__Work to be completed__:
Extract every line of the material below that contains the word "canopy", matching case exactly.

[Object location annotation data]
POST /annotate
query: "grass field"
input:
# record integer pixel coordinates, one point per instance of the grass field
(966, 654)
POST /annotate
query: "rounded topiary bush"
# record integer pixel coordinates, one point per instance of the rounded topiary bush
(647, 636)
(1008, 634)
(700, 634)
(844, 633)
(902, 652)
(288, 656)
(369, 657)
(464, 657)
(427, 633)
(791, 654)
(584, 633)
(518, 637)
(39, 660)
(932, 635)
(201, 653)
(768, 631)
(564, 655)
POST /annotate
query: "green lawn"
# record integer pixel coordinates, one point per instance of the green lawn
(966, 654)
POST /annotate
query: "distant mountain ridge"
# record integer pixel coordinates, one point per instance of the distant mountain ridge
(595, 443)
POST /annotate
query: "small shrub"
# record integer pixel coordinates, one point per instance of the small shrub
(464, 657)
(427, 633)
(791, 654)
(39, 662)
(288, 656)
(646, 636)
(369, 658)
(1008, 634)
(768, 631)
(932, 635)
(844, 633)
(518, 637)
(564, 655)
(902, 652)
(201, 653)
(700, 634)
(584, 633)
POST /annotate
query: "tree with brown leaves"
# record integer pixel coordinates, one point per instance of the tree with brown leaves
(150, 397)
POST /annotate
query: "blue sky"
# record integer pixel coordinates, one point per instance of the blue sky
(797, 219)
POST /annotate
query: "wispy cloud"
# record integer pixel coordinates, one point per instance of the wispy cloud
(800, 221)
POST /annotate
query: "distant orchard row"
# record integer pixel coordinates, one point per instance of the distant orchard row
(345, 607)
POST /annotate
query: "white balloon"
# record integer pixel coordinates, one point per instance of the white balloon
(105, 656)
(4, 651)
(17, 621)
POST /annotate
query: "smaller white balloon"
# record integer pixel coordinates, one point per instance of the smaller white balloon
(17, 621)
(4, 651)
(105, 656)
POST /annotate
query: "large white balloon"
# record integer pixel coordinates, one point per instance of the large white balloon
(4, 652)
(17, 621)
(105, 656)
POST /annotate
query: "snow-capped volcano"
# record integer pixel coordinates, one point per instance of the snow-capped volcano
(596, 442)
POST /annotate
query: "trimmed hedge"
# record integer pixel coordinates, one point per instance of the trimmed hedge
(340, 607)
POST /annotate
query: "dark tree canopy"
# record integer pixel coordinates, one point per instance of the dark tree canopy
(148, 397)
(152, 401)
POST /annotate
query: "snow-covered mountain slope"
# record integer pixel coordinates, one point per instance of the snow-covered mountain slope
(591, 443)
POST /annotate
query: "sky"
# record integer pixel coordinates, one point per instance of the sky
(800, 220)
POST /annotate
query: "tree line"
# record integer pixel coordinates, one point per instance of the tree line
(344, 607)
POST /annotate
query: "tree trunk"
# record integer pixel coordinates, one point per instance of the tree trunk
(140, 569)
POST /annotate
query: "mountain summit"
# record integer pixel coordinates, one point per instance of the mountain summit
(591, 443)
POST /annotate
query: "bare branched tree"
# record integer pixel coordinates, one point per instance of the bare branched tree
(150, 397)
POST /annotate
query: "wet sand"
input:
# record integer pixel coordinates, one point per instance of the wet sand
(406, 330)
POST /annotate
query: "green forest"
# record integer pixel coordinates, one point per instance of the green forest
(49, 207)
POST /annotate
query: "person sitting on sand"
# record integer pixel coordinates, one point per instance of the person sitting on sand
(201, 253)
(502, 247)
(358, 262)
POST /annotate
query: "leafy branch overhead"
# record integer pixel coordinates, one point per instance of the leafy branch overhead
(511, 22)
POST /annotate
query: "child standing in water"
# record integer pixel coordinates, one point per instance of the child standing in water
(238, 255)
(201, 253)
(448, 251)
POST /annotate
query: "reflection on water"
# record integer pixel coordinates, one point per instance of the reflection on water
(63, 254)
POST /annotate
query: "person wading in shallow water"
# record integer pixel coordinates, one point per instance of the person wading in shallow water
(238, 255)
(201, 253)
--
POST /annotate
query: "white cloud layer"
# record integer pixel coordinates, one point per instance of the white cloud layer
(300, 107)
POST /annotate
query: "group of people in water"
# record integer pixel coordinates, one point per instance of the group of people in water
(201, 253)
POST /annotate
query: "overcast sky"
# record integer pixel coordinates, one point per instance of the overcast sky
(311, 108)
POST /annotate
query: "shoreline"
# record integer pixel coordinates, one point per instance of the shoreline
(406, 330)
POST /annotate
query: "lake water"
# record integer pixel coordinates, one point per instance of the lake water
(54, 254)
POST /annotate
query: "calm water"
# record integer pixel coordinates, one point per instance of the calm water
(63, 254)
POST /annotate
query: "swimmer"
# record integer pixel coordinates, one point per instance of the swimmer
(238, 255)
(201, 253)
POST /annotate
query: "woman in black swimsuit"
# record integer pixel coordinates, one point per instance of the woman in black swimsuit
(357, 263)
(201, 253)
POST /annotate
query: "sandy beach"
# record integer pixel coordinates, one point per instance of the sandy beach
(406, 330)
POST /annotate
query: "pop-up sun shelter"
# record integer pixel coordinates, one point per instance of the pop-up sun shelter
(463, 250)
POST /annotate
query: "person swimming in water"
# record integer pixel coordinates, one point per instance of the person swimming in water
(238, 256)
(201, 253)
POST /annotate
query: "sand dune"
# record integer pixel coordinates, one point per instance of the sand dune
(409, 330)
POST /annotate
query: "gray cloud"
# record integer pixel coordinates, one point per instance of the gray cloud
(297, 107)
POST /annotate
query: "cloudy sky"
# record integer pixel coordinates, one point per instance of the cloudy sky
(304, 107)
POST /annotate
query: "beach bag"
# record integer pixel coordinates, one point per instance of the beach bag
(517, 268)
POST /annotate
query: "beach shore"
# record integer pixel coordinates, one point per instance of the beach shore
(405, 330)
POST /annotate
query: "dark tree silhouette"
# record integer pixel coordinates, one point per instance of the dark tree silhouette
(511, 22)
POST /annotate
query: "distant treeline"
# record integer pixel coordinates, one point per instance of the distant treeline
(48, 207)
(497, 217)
...
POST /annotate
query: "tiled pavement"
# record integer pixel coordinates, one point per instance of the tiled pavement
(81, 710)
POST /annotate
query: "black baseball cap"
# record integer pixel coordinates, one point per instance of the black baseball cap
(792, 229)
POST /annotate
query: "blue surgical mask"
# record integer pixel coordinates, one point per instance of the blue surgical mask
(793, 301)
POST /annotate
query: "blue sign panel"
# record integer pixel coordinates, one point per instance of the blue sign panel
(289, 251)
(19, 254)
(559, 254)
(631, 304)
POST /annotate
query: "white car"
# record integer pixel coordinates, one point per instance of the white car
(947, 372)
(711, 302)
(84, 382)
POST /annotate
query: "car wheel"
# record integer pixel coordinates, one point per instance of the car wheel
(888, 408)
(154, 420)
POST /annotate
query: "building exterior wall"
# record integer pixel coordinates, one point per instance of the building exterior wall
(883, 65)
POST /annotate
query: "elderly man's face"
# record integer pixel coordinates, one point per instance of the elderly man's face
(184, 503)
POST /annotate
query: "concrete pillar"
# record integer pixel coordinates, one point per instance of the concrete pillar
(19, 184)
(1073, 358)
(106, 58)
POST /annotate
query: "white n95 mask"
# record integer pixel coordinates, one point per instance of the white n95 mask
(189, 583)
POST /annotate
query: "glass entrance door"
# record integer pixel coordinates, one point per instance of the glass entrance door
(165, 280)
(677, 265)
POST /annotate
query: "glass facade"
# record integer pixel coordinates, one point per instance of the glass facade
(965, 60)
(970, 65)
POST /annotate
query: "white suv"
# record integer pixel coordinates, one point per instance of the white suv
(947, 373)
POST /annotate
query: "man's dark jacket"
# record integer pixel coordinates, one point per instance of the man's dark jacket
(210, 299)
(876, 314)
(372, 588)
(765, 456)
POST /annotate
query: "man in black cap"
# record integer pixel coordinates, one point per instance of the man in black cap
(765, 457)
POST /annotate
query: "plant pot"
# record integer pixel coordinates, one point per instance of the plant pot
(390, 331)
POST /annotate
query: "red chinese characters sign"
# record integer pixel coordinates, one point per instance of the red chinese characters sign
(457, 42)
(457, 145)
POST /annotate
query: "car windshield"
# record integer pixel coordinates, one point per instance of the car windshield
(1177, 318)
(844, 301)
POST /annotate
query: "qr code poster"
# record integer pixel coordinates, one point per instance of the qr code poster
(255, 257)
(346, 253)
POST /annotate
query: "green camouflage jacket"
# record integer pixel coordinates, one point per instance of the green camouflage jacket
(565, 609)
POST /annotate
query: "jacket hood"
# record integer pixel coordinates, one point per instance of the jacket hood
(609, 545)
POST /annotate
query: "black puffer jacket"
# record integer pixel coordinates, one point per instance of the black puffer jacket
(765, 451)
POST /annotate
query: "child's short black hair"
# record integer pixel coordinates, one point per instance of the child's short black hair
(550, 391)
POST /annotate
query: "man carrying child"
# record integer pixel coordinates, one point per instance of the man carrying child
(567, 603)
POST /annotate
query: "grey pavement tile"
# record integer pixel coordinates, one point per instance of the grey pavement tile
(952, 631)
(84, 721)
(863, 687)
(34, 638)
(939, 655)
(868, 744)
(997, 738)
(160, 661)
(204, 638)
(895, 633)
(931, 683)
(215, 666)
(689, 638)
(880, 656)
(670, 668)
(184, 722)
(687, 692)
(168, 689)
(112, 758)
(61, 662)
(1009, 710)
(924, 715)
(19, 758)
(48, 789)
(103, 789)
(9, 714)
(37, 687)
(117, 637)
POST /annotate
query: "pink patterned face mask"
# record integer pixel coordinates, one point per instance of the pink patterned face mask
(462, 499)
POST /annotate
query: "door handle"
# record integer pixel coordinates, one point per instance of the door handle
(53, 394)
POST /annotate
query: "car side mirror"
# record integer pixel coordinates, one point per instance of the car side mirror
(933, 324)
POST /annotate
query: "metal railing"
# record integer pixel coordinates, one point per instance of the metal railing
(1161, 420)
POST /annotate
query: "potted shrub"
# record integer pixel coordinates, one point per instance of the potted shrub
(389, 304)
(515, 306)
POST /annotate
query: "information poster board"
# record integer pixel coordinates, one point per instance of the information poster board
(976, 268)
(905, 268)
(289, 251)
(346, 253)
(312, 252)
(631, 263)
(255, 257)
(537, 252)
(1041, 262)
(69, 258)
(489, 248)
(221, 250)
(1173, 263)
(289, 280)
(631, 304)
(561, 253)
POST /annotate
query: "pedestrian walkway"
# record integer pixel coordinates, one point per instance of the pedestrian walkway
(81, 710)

__Task output__:
query: "dark tree canopy"
# record integer pixel coordinates, one point per instance of the dark tree canopy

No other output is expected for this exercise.